Teste de compreensão =
[A] Resuma em duas frases o texto sobre luto perinatal.
[B] Responda com base no texto sobre luto perinatal:
(i) Quantas reflexões sobre o luto perinatal são destacadas?
(ii) O que os objetos do bebê se tornam para a mãe?
(iii) Em quais dois extremos se aloja a falta de sensibilidade da sociedade diante do luto?

Texto para leitura =
:::

A emoção coletiva destes ouvintes me mostrou algo: quando falo da minha dor e da minha história, acesso a dor e a história de cada um, e todos, todos mesmo, têm alguma experiência com perdas ou superação de dificuldades, seja de que ordem for.

Precisamos falar sobre os temas difíceis! Só assim podemos tentar quebrar os tabus, tirar as cascas, deixar nossa prepotência de lado, sair do piloto automático e da cultura da falsa felicidade. Tive certeza que, as pessoas não apenas querem ouvir, como também precisam de um espaço para falar sobre luto, tabu e morte. Quando falamos sobre os bebês que morrem, apesar da dor, falamos também da vida, da celebração do amor e da força que nos resgata do fundo do poço. É ela que chega nos convidando a viver, nos conectando à nossa essência. Entramos em contato com os sentimentos mais genuínos que moram em todos nós e assim nos reconhecemos humanos. Nos sentimos vivos e gratos por estarmos aqui.

Destaco cinco reflexões sobre o luto perinatal que podem te ajudar a reconhecer o que viveu ou entender melhor e dar apoio a quem teve essa experiência:

1) O luto é cheio de perdas

Muitas vezes a mulher que perde um bebê (seja um aborto, perda intraútero, óbito fetal ou perinatal) acaba experimentando outras perdas sequenciais. Há um afastamento dos profissionais que a acompanhavam – seus conhecidos repentinamente a evitam – representando assim abandonos. Os amigos se afastam e ela não pertence mais aos grupos de antes. Dói demais! Por isso, é preciso fazer o possível para oferecer acolhimento, proximidade, atenção e carinho a quem perde. No caso da mãe e bebê, muitos se concentram no bebê que partiu, na razão, no fato ocorrido e deixam de olhar para a mulher que ficou. Por favor, cuidemos desta mãe!

2) O luto é lento

Há uma grande pressa em resolver tudo e “sumir” com aquela história, dando um fim aos ‘rastros’ do bebê, seu berço, seu enxoval ou retomando rapidamente as atividades rotineiras. Vamos com calma! Os objetos representam o filho que perdemos e tornam-se amuletos e memórias para a mãe, por isso é preciso oferecer tempo para que ela possa escolher o que e como quer manter. É reconfortante reconhecer a importância destes símbolos e é fundamental deixá-la à vontade para seguir seu próprio ritmo na retomada da rotina.  Respeitar o tempo da pessoa para elaborar, considerando que o processo não é linear (ora melhora, ora piora) deixam a travessia um pouco mais leve. 

3) Seja solidário de verdade

Esqueça os protocolos, ofereça apoio sincero. Há uma enorme incapacidade de nossa sociedade de lidar com o luto e com os enlutados, por uma grande falta de sensibilidade que se aloja em dois extremos: o das pessoas que simplesmente silenciam e o das que falam demais, falam sem pensar. Os profissionais podem – e devem – seguir uma conduta humanizada especialmente no momento da despedida e das más notícias e os amigos e familiares podem chegar mais perto! Embora seja uma experiência particular para cada pessoa, todas precisam ser acolhidas e respeitadas em seus processos.

:::

Material de estudo =
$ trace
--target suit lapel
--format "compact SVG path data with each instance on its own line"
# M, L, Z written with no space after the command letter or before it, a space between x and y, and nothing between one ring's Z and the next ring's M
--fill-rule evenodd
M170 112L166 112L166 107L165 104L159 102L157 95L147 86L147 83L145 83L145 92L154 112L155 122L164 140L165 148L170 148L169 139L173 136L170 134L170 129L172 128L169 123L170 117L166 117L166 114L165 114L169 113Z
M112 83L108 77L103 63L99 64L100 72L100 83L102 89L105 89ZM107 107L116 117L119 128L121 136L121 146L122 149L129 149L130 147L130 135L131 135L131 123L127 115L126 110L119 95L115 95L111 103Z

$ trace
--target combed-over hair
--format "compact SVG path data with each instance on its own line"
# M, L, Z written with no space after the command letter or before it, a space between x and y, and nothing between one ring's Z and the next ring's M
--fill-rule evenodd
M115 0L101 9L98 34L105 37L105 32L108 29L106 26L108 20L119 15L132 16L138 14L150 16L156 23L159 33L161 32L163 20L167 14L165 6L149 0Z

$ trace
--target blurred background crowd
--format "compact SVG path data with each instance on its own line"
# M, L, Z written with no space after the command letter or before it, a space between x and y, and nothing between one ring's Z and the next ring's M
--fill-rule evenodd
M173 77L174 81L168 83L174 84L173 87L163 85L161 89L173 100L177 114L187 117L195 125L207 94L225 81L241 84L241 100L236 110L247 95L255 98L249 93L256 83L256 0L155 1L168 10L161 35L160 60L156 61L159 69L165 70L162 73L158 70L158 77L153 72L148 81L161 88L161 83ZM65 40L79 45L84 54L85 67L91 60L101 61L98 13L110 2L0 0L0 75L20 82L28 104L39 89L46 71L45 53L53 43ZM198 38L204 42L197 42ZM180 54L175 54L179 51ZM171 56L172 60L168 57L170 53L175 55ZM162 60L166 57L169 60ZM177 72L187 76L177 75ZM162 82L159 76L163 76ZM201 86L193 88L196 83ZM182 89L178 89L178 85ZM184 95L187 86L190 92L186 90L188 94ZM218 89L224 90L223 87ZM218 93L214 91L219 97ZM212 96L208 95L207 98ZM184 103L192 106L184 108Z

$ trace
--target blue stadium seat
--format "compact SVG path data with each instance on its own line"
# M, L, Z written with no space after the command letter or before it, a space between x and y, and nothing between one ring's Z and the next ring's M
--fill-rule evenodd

:::

Respostas das tarefas =
[A] As pessoas precisam de espaço para falar sobre luto, tabu e morte, e falar dos bebês que morrem também é falar da vida e do amor. Entre as reflexões sobre o luto perinatal, o texto aponta que a mãe enlutada sofre outras perdas e afastamentos, que o luto é lento e não linear e que é preciso oferecer apoio sincero e acolhimento.

[B]
(i) Cinco reflexões.
(ii) Amuletos e memórias.
(iii) No das pessoas que simplesmente silenciam e no das que falam demais, falam sem pensar.